Your task → Output an exact reproduction of the data.

[Rows start]

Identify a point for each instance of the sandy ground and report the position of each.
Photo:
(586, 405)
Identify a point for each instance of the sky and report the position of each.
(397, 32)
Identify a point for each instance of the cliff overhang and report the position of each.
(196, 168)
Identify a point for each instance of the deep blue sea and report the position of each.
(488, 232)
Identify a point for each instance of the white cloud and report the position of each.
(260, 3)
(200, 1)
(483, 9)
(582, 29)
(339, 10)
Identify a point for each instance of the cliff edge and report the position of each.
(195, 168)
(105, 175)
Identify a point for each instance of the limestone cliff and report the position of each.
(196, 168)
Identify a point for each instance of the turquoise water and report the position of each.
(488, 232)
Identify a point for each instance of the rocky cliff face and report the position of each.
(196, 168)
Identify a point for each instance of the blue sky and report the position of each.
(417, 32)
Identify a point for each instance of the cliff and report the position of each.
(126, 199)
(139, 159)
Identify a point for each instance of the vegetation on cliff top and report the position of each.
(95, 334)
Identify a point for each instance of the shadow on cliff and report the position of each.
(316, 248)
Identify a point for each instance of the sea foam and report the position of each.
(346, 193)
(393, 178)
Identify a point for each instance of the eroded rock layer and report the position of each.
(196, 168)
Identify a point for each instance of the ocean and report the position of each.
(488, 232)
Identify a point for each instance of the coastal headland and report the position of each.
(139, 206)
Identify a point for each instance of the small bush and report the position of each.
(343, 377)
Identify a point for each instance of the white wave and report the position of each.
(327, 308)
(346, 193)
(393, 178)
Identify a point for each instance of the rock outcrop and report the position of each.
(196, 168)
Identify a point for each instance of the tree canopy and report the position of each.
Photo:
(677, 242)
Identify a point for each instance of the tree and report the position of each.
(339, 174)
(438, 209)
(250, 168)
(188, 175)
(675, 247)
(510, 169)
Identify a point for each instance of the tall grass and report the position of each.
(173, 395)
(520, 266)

[Rows end]

Result of the task →
Identify a point for each instance of the sandy ground and report the position of each.
Photo:
(586, 405)
Identify a point for each instance of the sky and report the position of each.
(397, 32)
Identify a point for each instance of the cliff overhang and report the position of each.
(196, 168)
Identify a point for each instance of the deep blue sea and report the position of each.
(488, 232)
Identify a point for each instance of the white cloud and report the position of each.
(260, 3)
(200, 1)
(483, 9)
(582, 29)
(339, 10)
Identify a point for each instance of the cliff edge and report the position of each.
(195, 168)
(105, 175)
Identify a point for each instance of the limestone cliff and report the position of each.
(196, 168)
Identify a point for each instance of the turquoise water and report the position of each.
(488, 232)
Identify a point for each instance of the rocky cliff face and report the position of each.
(196, 168)
Identify a point for each instance of the blue sky and report the position of each.
(417, 32)
Identify a point for each instance of the cliff and report the position of each.
(126, 199)
(139, 159)
Identify a point for each instance of the vegetation on cliff top and report the position of each.
(95, 334)
Identify a point for each instance of the shadow on cliff and report the position of each.
(316, 248)
Identify a point for each instance of the sea foam and report the position of each.
(346, 193)
(393, 178)
Identify a point for each instance of the eroded rock layer and report the position of each.
(196, 168)
Identify a point for each instance of the ocean and report the position of each.
(488, 232)
Identify a point for each instance of the coastal headland and report the position of each.
(139, 206)
Identify a point for each instance of the small bush and report the position of each.
(343, 377)
Identify a point for each instance of the white wave and report the position of each.
(327, 308)
(346, 193)
(393, 178)
Identify a point for each instance of the rock outcrop and report the position of each.
(196, 168)
Identify a point for each instance of the tree canopy and report the position of each.
Photo:
(677, 242)
Identify a point for each instance of the tree and report the position of each.
(339, 174)
(438, 209)
(250, 168)
(188, 175)
(675, 247)
(510, 169)
Identify a point for each instance of the tall grass and report the position of each.
(173, 395)
(520, 266)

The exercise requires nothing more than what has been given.